(Dataset entries)

^^^^

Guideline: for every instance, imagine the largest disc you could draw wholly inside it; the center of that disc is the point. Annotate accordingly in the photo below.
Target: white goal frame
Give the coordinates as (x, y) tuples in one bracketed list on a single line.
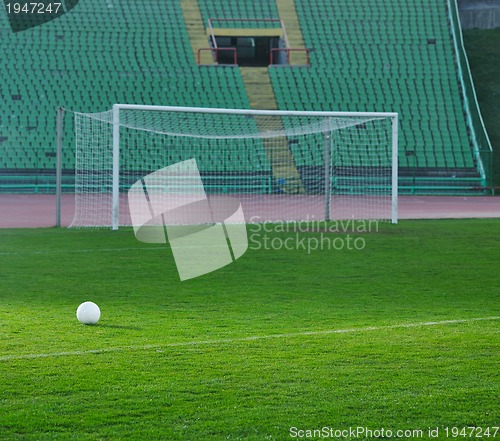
[(117, 108)]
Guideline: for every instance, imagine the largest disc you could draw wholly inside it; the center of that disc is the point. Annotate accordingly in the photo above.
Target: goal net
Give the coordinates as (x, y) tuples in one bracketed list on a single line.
[(279, 165)]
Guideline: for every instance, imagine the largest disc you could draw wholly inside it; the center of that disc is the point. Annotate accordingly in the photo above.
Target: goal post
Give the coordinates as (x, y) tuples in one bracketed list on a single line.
[(282, 165)]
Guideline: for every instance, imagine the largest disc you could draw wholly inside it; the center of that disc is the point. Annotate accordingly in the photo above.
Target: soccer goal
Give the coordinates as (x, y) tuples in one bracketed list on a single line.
[(280, 165)]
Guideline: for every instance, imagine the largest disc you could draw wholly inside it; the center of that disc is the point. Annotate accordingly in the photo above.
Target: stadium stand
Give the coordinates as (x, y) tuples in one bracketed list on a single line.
[(381, 55), (398, 56)]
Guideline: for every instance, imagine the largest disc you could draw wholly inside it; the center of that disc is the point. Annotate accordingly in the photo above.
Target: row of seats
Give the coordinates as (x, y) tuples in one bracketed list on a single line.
[(396, 56)]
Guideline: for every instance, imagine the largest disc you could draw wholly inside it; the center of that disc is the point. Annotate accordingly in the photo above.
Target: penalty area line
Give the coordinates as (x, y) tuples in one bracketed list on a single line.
[(221, 341)]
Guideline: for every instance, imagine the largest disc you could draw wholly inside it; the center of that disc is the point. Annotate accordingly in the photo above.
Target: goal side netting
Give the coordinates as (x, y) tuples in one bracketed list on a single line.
[(279, 165)]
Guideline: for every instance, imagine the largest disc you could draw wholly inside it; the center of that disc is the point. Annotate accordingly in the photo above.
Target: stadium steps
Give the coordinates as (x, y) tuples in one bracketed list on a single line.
[(288, 13), (195, 26), (260, 92)]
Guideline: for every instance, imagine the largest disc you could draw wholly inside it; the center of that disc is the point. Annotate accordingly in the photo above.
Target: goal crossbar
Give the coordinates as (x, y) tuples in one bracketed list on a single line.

^^^^

-- WHAT IS BEING ASKED --
Repeat each entry above word for word, leaving every picture out.

-- COMPLETED EXERCISE --
Guideline: for every instance, imagine the largest disc you could draw wholly inside it; the center of that disc is the point. Annotate accordingly in the photo below.
Target: white goal frame
Give the coordinates as (x, y) tuples in one bracketed list on a single line.
[(117, 108)]
Guideline: for every instance, imagine the largest disc you could draw wholly inside it; the center of that disc is the point. Annotate accordingly in the photo above.
Target: goal net
Give the coordinates as (x, y) tuples in one bracketed list on a single line.
[(279, 165)]
Guideline: for every instance, imagine the largest disc you could draw wholly inside it; the center of that disc is the point. Annotate accordingly in the photo above.
Target: goal post
Give the coordinates as (x, y) tuples in one bracketed list on a single line.
[(282, 165)]
Guideline: for every instance, imagine the largest disc you could draw wholly inside it; the center of that disc is the point. Annotate accordingly in the photo above.
Target: soccer goal
Give the coordinates as (x, y) tuples in one bracketed list on a single line.
[(280, 165)]
Guideline: for every instance, imagine the largest disc you could draw wholly inside it; the center of that disc is the point. Annotate accordingly in the photo above.
Target: stadium stand
Give the coordinates as (x, y) tuples in one bracketed list on a single line.
[(381, 55), (398, 56)]
Guideline: for every instance, imagine the largest disc you could draw wholly inside it; the center of that disc is the point. Annotate accordingly in the photo above.
Target: row of seats
Give the coordinates as (x, y) tuples in one bracketed list on a single line.
[(396, 56)]
Guideline: for every instance, imagine the largest disc you could draw wholly inside it; the center of that disc is the point. Annotate accordingly in the photo above.
Target: penalty area line
Give the coordinates as (x, y) tuples in one bracketed list on a single line.
[(221, 341)]
Guideline: for every instance, imagine the largest disc you could draw wholly inside it; the center of that disc is the point. Annotate accordingly in the photo above.
Target: goal side netting
Give the coordinates as (x, y) tuples in one bracketed list on a single line.
[(279, 165)]
Guideline: for every instance, imagine the largest disc you could draw wholly inside it; the center of that disc is the point. Annotate accordingly in the photo above.
Target: stadium steps
Give the coordinates as (x, y) tuples in one bracketed list on a single line.
[(288, 13), (195, 26), (260, 92)]
Guideline: for every instance, imagine the largest disc you could draw wholly inside it; the center of that disc is the point. Annotate accordingly in the photo above.
Target: goal crossbar
Give the coordinates as (x, y) tuples in one bracketed list on a single line.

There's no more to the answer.